**Exercise description**.
Copy the records below from the line containing "Q: Where is a point on each instance of the antler" through the line containing "x=460, y=91", keeping every line, requests included. Add -84 to each coordinate in the answers only, leaving the requests and their sample coordinates unchanged.

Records
<<<<
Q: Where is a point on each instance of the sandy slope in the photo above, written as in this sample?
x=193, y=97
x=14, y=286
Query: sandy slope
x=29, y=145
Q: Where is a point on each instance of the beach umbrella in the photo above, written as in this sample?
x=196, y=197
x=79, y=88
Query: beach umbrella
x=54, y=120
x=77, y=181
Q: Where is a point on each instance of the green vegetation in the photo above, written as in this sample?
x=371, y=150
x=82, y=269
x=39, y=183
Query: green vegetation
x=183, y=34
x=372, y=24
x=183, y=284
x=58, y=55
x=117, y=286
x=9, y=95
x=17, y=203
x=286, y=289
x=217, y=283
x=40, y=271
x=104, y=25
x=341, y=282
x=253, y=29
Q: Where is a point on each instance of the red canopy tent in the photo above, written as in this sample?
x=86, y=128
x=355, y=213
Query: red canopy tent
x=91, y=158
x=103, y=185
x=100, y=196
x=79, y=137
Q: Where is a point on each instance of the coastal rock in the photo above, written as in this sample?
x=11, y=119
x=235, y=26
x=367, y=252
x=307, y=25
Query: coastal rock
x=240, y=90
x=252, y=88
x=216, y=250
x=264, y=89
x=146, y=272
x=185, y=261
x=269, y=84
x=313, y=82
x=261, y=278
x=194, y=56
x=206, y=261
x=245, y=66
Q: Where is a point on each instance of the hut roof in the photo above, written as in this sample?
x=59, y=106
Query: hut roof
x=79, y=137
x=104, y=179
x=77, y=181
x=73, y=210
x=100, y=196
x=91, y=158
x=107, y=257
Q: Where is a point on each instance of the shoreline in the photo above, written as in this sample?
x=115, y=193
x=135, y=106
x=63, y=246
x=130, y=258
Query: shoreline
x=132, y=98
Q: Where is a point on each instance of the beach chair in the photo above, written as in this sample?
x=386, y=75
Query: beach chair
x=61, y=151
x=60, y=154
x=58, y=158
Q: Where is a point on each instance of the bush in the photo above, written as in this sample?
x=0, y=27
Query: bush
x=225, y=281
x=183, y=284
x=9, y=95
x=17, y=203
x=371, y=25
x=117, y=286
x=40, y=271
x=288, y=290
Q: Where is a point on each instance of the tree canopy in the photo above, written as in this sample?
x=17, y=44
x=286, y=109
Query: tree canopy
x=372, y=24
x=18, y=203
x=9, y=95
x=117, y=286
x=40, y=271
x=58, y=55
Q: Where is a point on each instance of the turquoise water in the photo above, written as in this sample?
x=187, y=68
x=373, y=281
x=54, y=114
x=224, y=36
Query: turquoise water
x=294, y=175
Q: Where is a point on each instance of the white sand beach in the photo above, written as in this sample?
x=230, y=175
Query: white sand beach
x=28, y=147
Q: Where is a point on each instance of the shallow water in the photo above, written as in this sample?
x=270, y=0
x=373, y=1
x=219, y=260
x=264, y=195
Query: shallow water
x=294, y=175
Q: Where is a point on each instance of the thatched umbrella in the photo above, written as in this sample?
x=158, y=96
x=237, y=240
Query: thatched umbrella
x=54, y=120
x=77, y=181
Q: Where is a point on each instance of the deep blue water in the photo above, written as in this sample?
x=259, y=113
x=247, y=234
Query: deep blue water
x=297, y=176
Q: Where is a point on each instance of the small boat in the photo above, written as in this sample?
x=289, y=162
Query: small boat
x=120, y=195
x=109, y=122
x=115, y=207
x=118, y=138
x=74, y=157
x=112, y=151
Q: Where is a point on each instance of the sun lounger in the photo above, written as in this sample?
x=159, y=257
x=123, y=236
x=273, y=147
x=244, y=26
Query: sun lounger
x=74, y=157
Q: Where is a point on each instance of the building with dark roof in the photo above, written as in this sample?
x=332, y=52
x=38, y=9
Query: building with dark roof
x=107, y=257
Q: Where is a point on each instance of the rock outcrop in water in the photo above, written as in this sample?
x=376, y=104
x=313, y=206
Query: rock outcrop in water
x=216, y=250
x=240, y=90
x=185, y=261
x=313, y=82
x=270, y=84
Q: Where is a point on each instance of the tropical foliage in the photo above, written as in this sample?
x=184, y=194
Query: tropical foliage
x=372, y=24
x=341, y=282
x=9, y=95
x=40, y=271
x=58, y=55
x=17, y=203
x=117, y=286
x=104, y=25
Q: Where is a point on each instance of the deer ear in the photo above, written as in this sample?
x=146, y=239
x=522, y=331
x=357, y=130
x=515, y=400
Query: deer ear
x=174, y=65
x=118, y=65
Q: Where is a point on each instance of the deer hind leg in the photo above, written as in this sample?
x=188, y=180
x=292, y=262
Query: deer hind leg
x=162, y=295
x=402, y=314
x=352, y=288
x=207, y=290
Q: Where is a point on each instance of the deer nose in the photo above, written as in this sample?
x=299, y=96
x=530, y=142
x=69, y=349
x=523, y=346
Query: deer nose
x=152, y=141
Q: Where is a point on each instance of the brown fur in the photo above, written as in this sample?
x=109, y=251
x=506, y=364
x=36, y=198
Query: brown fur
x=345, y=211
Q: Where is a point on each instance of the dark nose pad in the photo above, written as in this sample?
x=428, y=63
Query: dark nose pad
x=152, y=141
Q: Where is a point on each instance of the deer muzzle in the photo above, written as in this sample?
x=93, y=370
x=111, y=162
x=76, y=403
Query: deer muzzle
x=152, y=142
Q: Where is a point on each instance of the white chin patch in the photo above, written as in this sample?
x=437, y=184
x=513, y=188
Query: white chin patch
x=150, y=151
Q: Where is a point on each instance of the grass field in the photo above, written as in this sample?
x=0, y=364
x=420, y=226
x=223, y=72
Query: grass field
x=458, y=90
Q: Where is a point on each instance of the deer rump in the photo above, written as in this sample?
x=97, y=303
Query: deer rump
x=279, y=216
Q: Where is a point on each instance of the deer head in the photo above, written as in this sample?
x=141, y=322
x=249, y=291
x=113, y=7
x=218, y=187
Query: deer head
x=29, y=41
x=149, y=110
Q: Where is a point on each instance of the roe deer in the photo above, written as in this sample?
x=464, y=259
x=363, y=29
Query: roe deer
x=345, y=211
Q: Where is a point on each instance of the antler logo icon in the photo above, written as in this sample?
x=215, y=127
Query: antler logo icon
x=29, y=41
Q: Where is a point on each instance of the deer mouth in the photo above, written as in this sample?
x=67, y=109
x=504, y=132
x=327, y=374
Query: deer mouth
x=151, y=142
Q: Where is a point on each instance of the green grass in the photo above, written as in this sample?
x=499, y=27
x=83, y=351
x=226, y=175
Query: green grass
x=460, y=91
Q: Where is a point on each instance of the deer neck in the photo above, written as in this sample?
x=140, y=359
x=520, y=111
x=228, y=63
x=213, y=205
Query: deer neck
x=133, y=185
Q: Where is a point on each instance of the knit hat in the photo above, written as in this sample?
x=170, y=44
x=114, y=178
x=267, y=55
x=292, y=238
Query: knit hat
>>>>
**Finished exercise**.
Q: Where is a point on each instance of the antler logo icon in the photo above, written as in this sample?
x=215, y=127
Query: antler logo icon
x=-55, y=-43
Q: Where is a point on each instance of the deer mouth in the photo above, written as in this sample?
x=67, y=109
x=504, y=132
x=327, y=374
Query: deer mouth
x=67, y=58
Q: Where is a point on each instance of the green grass in the photo above, written as in this sample?
x=499, y=27
x=83, y=351
x=226, y=175
Query: green grass
x=376, y=7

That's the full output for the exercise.